"The Good Life" (originally "La Belle Vie" in French) is a song by Sacha Distel with French lyrics by Jean Broussolle, published in 1962. It was featured in the movie The Seven Deadly Sins.

Billy Eckstine: "Now Singing In 12 Great Movies" is a 1963 studio album. It was arranged by Billy Byers, conducted by Bobby Tucker, and produced by Quincy Jones.

Tony Bennett recording
The song is best known in the English-speaking world via a 1963 recording by Tony Bennett with English lyrics by Jack Reardon. In the US, it was a number 18 hit on the U.S. pop singles chart, and number 7 on the Middle-Road Singles chart. Outside the US, "The Good Life" rose  to number 27 on the UK Singles Chart. 
"The Good Life" became one of Bennett's staple songs, and was featured on four of his top-selling albums, including 1994's MTV Unplugged: Tony Bennett and 2006's Duets: An American Classic, the latter featuring Billy Joel.  Bennett also named his 1998 autobiography after the song. He continued to perform the song live and did so at his final concerts, at Radio City Music Hall, aged 95.

Chart performance

Other recorded versions
A version recorded by Tony Orlando was subsequently released on Bell Records.
In 1973, the song was released by Julius La Rosa as a single 45 record on vinyl, with "Save Me a Song" on side B, on RCA's Victor label. It became a hit at Metromedia radio station WNEW, 1130 on the AM dial, in New York City. And Julius La Rosa was also a disc jockey there, playing his own song. This version of the song had slightly altered lyrics. Uniquely arranged and conducted by Hal Massimino, the biggest change was in the main lyric, where "goodbye" was replaced with "hello."
The Drifters (1965)
Sacha Distel and Dionne Warwick (2004)

- - - - -

Prompt:
Please say whether each statement below agrees with the text about "The Good Life," answering yes or no and quoting the deciding words of the text.
1. Tony Bennett's 1963 recording reached number 18 on the U.S. pop singles chart.
2. Bennett took the title of his 1998 autobiography from the song.
3. Julius La Rosa's 1973 single came out on Bell Records.
The records have nothing to do with the text about "The Good Life."

- - - - -

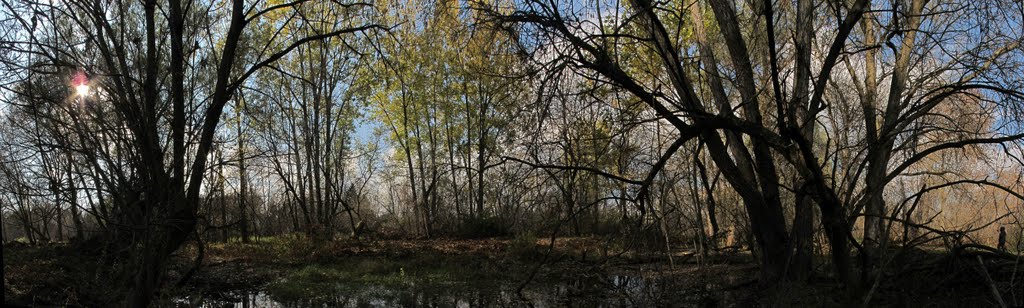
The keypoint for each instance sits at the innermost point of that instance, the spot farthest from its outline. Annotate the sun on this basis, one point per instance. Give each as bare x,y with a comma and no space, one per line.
81,84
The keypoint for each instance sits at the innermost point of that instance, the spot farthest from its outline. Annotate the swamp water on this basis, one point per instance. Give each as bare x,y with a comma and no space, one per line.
614,291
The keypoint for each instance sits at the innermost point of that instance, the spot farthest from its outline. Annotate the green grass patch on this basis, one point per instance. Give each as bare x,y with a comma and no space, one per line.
422,273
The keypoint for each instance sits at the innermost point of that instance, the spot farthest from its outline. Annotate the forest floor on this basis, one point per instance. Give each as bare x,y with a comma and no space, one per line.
291,271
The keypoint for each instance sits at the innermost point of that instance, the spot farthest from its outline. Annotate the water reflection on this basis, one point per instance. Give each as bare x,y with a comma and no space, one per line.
616,291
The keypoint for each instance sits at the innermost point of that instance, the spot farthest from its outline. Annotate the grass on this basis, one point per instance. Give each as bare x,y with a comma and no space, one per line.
425,272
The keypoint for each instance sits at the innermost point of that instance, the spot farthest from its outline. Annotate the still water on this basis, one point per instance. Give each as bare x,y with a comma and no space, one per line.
615,291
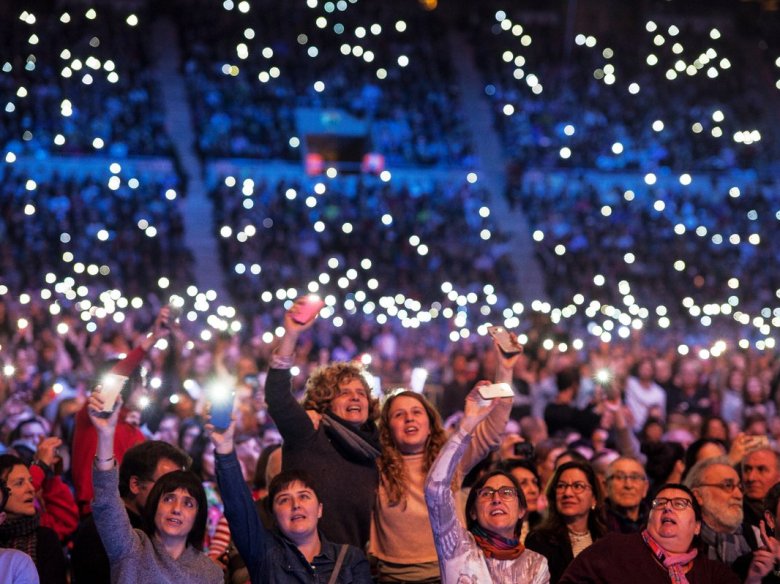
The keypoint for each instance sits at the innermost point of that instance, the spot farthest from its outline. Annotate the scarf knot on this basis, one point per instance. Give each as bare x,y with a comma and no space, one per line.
497,546
675,564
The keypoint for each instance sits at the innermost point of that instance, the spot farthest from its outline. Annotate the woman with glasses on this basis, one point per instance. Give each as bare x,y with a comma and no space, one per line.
412,435
575,517
487,548
666,551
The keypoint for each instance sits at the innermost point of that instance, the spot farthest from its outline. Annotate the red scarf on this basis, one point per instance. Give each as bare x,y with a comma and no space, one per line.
496,546
676,564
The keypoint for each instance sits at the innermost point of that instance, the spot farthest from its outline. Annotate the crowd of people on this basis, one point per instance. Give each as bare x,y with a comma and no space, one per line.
124,232
254,444
680,241
411,110
574,458
608,100
78,82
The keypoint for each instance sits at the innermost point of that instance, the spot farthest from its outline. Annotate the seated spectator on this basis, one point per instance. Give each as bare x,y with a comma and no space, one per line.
718,490
17,566
574,518
665,551
22,530
525,473
167,549
486,548
298,551
626,491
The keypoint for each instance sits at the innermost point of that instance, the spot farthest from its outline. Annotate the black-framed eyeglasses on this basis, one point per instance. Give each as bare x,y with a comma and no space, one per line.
677,503
504,493
577,487
725,486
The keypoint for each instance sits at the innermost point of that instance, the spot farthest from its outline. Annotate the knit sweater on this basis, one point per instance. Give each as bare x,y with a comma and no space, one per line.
402,533
134,556
460,557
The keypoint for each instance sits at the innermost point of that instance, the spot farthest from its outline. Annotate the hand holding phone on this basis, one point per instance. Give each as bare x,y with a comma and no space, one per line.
495,390
306,309
504,340
222,411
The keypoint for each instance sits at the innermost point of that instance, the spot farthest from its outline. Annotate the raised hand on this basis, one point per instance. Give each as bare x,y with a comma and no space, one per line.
223,441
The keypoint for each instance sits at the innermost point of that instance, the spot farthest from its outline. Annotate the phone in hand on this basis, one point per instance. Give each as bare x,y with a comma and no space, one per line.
495,390
222,411
307,309
109,390
504,340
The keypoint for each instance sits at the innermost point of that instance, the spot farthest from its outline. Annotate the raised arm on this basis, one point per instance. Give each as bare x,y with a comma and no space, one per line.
448,533
249,535
290,417
488,433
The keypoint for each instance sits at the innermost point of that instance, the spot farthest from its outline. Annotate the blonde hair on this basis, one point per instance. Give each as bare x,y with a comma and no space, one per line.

- - - - -

Task response:
1. Yes: "it was a number 18 hit on the U.S. pop singles chart"
2. Yes: "Bennett also named his 1998 autobiography after the song."
3. No: "on RCA's Victor label"